ASSIGNMENT → Please retype every entry, keeping each one exactly as written.

(Natural-language object grounding data)
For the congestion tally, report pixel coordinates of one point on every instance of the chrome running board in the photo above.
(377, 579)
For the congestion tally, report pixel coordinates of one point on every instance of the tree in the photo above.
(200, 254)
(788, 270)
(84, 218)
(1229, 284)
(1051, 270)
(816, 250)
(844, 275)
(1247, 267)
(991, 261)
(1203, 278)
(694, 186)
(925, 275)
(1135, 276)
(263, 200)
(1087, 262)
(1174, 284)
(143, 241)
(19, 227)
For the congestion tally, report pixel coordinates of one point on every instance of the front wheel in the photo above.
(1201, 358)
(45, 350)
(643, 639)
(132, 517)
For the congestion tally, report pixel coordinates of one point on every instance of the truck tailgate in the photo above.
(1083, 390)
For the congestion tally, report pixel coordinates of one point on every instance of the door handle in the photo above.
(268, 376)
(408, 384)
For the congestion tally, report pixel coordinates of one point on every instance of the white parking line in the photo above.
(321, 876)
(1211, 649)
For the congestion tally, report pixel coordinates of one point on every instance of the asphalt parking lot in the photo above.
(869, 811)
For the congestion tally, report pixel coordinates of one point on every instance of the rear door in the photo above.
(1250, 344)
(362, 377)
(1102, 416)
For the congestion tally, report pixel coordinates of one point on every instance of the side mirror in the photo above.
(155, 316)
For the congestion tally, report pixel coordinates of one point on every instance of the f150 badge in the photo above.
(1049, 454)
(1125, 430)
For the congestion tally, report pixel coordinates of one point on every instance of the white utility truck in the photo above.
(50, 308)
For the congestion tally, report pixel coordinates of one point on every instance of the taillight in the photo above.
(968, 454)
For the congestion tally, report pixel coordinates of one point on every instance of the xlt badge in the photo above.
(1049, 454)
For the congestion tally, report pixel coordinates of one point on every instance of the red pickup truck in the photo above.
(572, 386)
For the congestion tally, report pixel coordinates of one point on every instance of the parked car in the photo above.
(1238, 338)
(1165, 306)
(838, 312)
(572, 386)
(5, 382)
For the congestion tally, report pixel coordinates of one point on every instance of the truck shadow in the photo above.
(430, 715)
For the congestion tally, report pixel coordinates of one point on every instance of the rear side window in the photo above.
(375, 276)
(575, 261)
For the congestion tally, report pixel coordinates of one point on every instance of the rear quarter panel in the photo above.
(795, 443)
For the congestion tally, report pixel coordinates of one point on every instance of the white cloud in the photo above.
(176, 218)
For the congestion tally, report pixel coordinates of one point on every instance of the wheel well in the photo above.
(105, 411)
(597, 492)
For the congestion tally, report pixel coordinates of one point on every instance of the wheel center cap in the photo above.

REPLY TO THE EXERCISE →
For the congestion tally, report pixel coordinates of one point on every instance of the chrome running board in the photo above.
(377, 579)
For the congestion tally, report pixel coordinates of one point on every instance of the tree in the photo above.
(200, 254)
(788, 270)
(84, 218)
(1229, 284)
(1051, 270)
(816, 250)
(844, 275)
(1247, 267)
(991, 261)
(1203, 278)
(694, 186)
(925, 275)
(1135, 276)
(263, 200)
(1087, 262)
(1174, 284)
(143, 241)
(19, 227)
For the congestion tally, report pixel coordinates of one point on every instance of the front wheel in the photo above.
(1201, 358)
(45, 350)
(643, 639)
(132, 517)
For the congestion tally, report pixel coordinates of one point on every instance of the truck tailgate in the photo above.
(1083, 390)
For the congestion tally, report pixel coordinates of one point on every instance of the door handle in the photo above.
(268, 376)
(408, 384)
For the congestion tally, report pixel coordinates of one point on every instance of the white parking line in the photo above.
(321, 876)
(1211, 649)
For the congestion tally, report pixel coordinates of one point on every instance of the asphalt parking lot in the photo above.
(869, 811)
For the congestion tally, report pixel coordinates of one point on every instance of the rear door in the photo above.
(1250, 344)
(362, 377)
(1102, 416)
For the congestion tally, report pixel coordinates of one point on every instance of the side mirror in the photo above.
(155, 316)
For the congestion tally, report pixel coordinates of one point on every instance of the f150 badge in the photo above.
(1049, 454)
(1125, 430)
For the congestion tally, report pixel coordinates of one point on every instance of the white utility truck in the photo above.
(50, 308)
For the congestion tally, report pixel coordinates of one point on every instance of the taillight in the photo above.
(968, 454)
For the congestion tally, report pixel coordinates of one point on every instance of the xlt badge in the photo above.
(1049, 454)
For the congestion tally, report pixel coordinates of one point on every instance of the red pickup truck in the photo above.
(572, 386)
For the congestion tally, report pixel coordinates of one point on every instance of the parked car in the photo above.
(1238, 338)
(1165, 306)
(838, 312)
(572, 386)
(5, 382)
For the congestion tally, report pixel coordinates of one point on every instance of the truck shadow in the photo above.
(430, 715)
For the congestion tally, report pixel coordinates of one point on every instance of the rear side window in the photo above.
(375, 276)
(575, 261)
For the congestion tally, report pixel coordinates of one point on every instance of the rear quarter panel in the photo above.
(795, 443)
For the congestion tally, report pixel coordinates of one point on every instance of the white cloud in the photo above.
(176, 218)
For the congestion tally, report pixel coordinates of one point on every instance of the wheel well in the photo above.
(105, 411)
(597, 492)
For the congestion tally, report pixel coordinates of one point on every instance of the wheel center cap in the photo above.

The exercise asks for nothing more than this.